▶ _MATERIAL SUPPLIED_:

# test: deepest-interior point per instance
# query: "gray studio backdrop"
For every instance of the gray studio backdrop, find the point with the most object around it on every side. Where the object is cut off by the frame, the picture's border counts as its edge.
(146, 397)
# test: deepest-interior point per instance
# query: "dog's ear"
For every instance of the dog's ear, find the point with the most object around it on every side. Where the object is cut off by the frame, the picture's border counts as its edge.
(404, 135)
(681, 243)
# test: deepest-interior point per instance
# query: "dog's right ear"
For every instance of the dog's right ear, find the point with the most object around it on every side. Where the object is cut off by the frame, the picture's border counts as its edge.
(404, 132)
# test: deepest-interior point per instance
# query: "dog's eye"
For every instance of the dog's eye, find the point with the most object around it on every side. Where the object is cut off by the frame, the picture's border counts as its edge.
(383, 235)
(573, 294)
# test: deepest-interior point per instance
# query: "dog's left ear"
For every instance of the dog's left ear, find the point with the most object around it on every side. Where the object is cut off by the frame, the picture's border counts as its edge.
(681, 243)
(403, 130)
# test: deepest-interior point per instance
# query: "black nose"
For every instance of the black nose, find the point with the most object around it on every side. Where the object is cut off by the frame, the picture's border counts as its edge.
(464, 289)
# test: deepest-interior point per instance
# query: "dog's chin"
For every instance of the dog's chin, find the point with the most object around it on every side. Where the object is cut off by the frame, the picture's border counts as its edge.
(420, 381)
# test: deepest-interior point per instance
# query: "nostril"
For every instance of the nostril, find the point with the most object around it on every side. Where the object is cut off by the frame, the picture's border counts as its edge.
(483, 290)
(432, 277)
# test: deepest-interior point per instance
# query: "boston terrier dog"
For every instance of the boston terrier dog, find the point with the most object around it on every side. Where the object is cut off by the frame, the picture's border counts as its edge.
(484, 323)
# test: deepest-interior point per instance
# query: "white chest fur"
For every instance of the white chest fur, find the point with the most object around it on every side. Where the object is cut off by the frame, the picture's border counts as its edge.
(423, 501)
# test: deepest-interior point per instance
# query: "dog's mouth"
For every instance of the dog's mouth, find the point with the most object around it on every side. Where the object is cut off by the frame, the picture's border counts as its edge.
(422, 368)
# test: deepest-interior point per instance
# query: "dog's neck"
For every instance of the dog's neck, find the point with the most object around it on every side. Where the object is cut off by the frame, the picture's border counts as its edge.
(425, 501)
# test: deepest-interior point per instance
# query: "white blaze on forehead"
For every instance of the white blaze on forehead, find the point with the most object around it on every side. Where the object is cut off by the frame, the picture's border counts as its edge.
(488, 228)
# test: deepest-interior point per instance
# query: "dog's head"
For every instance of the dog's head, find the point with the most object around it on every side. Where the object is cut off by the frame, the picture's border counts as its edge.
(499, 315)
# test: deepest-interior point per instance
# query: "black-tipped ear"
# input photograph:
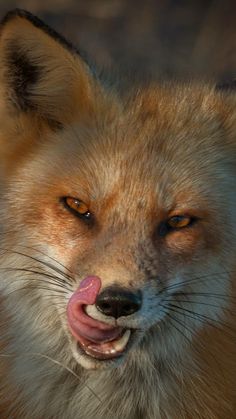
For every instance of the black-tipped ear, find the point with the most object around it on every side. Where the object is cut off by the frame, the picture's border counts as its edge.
(40, 72)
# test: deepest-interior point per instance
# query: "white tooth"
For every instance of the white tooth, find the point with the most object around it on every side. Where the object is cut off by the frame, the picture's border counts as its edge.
(120, 344)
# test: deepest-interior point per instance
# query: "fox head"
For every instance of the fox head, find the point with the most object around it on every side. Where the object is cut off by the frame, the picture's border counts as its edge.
(118, 205)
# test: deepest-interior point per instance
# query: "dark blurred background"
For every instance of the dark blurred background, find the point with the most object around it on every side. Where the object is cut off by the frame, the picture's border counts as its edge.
(170, 38)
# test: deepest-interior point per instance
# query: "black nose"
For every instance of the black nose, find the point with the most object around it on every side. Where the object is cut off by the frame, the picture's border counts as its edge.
(117, 302)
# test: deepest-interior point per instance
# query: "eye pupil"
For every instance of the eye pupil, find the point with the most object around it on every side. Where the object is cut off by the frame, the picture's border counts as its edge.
(78, 207)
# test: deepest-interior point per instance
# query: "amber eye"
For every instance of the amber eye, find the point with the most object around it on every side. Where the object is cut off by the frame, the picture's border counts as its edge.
(76, 206)
(179, 221)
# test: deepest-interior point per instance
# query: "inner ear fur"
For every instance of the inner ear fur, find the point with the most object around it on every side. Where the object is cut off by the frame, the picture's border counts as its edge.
(41, 73)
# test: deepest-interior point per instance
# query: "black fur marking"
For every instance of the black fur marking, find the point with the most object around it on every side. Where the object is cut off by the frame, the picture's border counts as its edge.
(227, 86)
(38, 23)
(23, 75)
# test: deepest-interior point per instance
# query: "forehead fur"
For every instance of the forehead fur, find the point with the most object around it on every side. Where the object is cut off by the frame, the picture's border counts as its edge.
(166, 141)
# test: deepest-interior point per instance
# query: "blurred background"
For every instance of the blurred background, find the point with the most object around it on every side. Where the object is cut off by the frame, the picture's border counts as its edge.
(164, 38)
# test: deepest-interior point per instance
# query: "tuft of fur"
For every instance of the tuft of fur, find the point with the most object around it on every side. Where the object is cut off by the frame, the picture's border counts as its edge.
(136, 157)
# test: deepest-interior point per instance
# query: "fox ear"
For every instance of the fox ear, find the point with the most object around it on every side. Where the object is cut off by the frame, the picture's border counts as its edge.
(40, 72)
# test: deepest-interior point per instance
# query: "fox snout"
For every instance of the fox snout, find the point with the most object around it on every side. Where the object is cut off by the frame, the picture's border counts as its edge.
(117, 302)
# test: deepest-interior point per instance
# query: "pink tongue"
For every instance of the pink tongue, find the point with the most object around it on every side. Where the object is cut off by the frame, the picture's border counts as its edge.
(83, 326)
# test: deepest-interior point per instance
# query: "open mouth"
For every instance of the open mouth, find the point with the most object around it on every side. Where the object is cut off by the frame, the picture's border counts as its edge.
(95, 338)
(105, 350)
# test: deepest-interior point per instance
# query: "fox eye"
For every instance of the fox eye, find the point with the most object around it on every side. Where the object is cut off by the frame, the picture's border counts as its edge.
(77, 207)
(179, 221)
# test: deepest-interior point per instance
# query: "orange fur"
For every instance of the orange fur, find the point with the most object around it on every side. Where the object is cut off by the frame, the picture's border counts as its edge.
(136, 158)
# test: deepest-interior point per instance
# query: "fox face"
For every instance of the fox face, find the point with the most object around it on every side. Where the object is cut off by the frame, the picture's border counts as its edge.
(117, 209)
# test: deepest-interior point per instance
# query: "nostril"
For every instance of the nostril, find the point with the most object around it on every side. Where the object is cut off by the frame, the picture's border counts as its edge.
(117, 302)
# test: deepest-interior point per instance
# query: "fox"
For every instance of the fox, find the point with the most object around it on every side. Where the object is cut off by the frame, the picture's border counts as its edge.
(117, 238)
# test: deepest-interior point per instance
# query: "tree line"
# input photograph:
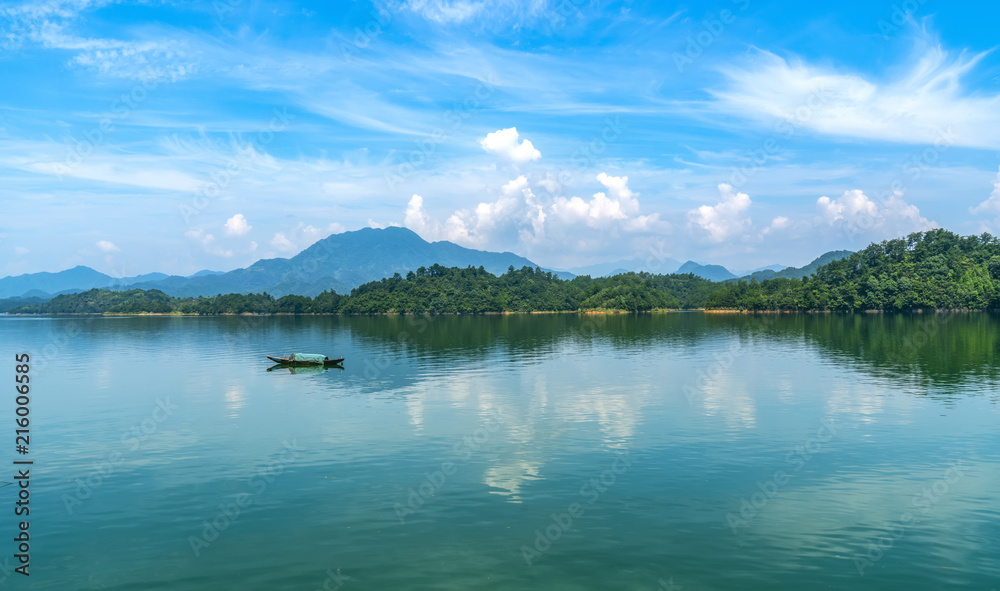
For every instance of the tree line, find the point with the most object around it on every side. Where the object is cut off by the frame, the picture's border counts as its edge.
(433, 290)
(934, 269)
(926, 270)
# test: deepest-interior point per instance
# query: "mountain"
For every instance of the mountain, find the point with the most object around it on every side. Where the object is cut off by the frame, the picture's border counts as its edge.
(800, 272)
(340, 262)
(44, 285)
(710, 272)
(49, 283)
(655, 266)
(774, 268)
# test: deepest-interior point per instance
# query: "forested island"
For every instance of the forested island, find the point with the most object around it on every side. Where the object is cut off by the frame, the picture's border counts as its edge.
(929, 270)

▶ _WORK ITEM_: From the first line to the last, output the data exactly, without the pictures.

▶ _COMPLETED TASK_:
# test: deepest-interior point per instance
# query: "gray studio backdrop"
For every instance of the gray studio backdrop, find the point with the most object around it on every side. Where the object is cut off by the frame, the picture's border counts as its edge.
(146, 397)
# test: deepest-interior point per instance
# query: "dog's ear"
For every instance of the dog's ear, find the point with the most object around it on every side. Where the object is cut off by the frame, the picture's border counts as its edge.
(404, 135)
(681, 243)
# test: deepest-interior point per instance
# query: "dog's right ear"
For every instance of the dog's right ear, find the point with the most object around it on every side. Where the object is cut off by the frame, the picture's border counts as its edge.
(404, 132)
# test: deepest-interior point per instance
# query: "dog's eye"
For every instance of the dog's eye, find the point with the most object around it on every side. Where the object is cut off by the frame, the picture's border counts as its edge.
(383, 235)
(573, 294)
# test: deepest-interior point per instance
# query: "dog's left ear"
For every instance of the dog's left ear, find the point with the most object around it on every side. Where the object is cut off by the frame, the picture's border counts as its edge.
(681, 243)
(403, 130)
# test: deepest-interior point per instance
# query: "black nose"
For every instance of the black nose, find the point with the most object around it on every side. Where the object is cut off by the frame, the picture's border counts as its edge.
(464, 289)
# test: deepest-interior point per instance
# query: "dog's chin"
For every instance of the dog's chin, find the point with the most object around it on every side. Where the object is cut off by the frame, the picture's border counts as its edge.
(420, 381)
# test: deepest-interior point per instance
# query: "nostril"
For every instance of the nostril, find the point with the most object around it on every side. Where the object is cut off by the frame, the picture's border counts as its edge.
(483, 290)
(432, 277)
# test: deepest-interior point per instance
# query: "boston terrier dog"
For every instance of the boston terrier dog, find the point with the most object around it on every side. Where the object is cut off by the frame, the picture's border counts as its edge.
(484, 323)
# test: deepest-interior point per instance
# query: "white chest fur"
For every instance of the white chest fur, find the point with the most object around it on every side. Where the object is cut off by the frame, the picture's border counts as its edge.
(423, 501)
# test: deepest-interior point per instance
# query: "dog's mouth"
For every instance of the dog's mouth, find the point with the most object around it on every side. Where the object is cut off by the frame, the picture's border counts as its edge.
(422, 368)
# test: deepest-interior point per instance
# query: "dog's neck"
For every instance of the dog's neck, find the point with the most object around it on every side. Where the object is cut off by the frame, the picture's border counts as its edge.
(425, 501)
# test: deepest-interior point per instance
# query: "white blaze on forehead"
For every instance of the white blaze on forehead, find the point with the most object around it on every side. Where the object is cut off by the frame, the picture's border counts as its edge.
(488, 228)
# test: deepest-interior point per instance
# query: "dog's head"
For every instance of the dog's head, find the point with the most object around it on every side. Where the object is cut off by the frame, the picture's border counts as its edge.
(499, 315)
# test: deepest-interior point per instance
# query: "black-tipped ear"
# input photograph:
For every instance of the black-tipped ear, find the point with the most object around it on every side. Where the object is cut off by the frame, the picture's border counts as its edge.
(40, 72)
# test: deepest-interior point per instance
# query: "white tooth"
For every instance of the white tooth, find the point with the most object around it on every side. Where the object is cut off by the frame, the picture's border counts as its edge.
(120, 344)
# test: deepest-interior point per instance
# query: "fox head"
For every instance of the fox head, find the point with the most object around it on every side. Where the object is cut off by the frame, the picture's border counts as its edge.
(118, 205)
# test: deepest-interior point per instance
# query: "dark blurred background"
For every instance of the dark blurred background, find the point with the most object around it on every side. Where the object is cut off by the frame, the picture's border counts as its edge.
(170, 38)
# test: deepest-interior point per instance
# query: "black nose"
For every instance of the black nose, find the point with the most object around it on every side. Where the object is cut off by the frame, the picture's border counts as its edge.
(117, 302)
# test: deepest-interior point per instance
# query: "eye pupil"
For every instance of the eye pupil, find the point with the most object around it on every side. Where the object is cut off by the frame, the picture's border counts as its edge.
(78, 207)
# test: deepest-interior point per instance
# query: "amber eye"
For every instance of the amber eye, find the point with the most object around it on every side. Where the object is cut off by the frame, the picture's border counts as its edge.
(76, 206)
(179, 221)
# test: deepest-interior point per instance
# query: "inner ear fur"
For every instance of the inner ear fur, find the point with the most object around it on every side. Where the object is cut off by the frame, the picture's border counts as its edge.
(41, 73)
# test: deepest-interior point per instance
# query: "black fur marking"
For every instance of the black fur marking, find the point with the most object around it on every side. Where the object is cut off by the frame, the picture's border counts as its edge.
(227, 86)
(38, 23)
(23, 75)
# test: deepest-interior point per instance
# query: "forehead fur"
For every instance of the forehead fur, find the point with the most object around it on every side. Where the object is cut off by the frame, the picture's border counts as its edge.
(166, 141)
# test: deepest-interior point per instance
# query: "blurred background"
For every instance of the blurred background, find the point with the most object around it on every side. Where the object is cut off by the frame, the picture's border counts as its edge.
(164, 38)
# test: deepest-interior point per instance
# query: "tuft of fur"
For every instance of the tuft of fur, find the point with the most object around it on every side. Where the object is cut off by the frame, the picture's border counts as its edge.
(136, 157)
# test: deepest-interior point per instance
# query: "fox ear"
For every instance of the fox ear, find the point with the most object around it on every side. Where the object is cut off by the frame, the picture's border counts as its edge.
(40, 72)
# test: deepest-interior point per instance
# query: "fox snout"
For every instance of the fox snout, find the point with the most object around it on every side. Where the object is cut off by the frame, the picture's border counts as its edge.
(117, 302)
# test: deepest-interior point per instance
# query: "pink tongue"
For every instance of the pink tongue, find the point with the most object around it on every side. Where the object is cut off by the frame, the picture's border counts as its edge.
(83, 326)
# test: deepest-interior point per instance
# query: "open mouth"
For every instance of the open mouth, find the point with the most object around it on every side. Where the object is cut off by the frame, the picture's border counts as its edge.
(95, 338)
(105, 350)
# test: deepest-interior point per instance
# query: "fox eye"
For every instance of the fox eye, find the point with the most object around it on every side. Where the object is cut off by the frame, the picture's border counts as its edge.
(77, 207)
(179, 221)
# test: deepest-interior point per instance
# query: "orange fur"
For every instance of the orange fur, find the point with the most object around it on every side. Where the object is cut off by the frame, the picture's border counts as its edge.
(136, 158)
# test: deepest-interior point per instance
# query: "fox face"
For every instance of the fox face, find the point with the most object around it on every side. Where the object is cut off by the frame, the picture's border counts as its edge.
(117, 209)
# test: deepest-interior point per instance
# query: "nostril"
For every instance of the nostril, find the point with the most object around it on every side. Where the object is cut off by the frame, the picture's border counts as its edge.
(117, 302)
# test: deepest-interior point per instance
# query: "fox"
For every instance of the fox, find the point with the most object around it on every side. Where the object is cut off by the frame, the picture's border counts as its edge.
(117, 238)
# test: deepest-interior point per instance
# query: "tree line"
# input photograph:
For every instance of the tree line, find the point with the most object around it on every side. Where the object is cut off by the frame, the picture's border counts as its edge.
(433, 290)
(934, 269)
(926, 270)
# test: deepest-interior point per instance
# query: "mountain"
For every instance of the mountain, find the point with the most object around it on every side. Where the object is cut off by the frame, the picture's border counts as its edge.
(800, 272)
(340, 262)
(44, 285)
(710, 272)
(49, 283)
(655, 266)
(774, 268)
# test: deepest-interior point per instance
# query: "forested island"
For every instance of the forested island, find the point with the most object around it on every side. Where the object is cut off by the frame, the picture's border counts as its edge.
(929, 270)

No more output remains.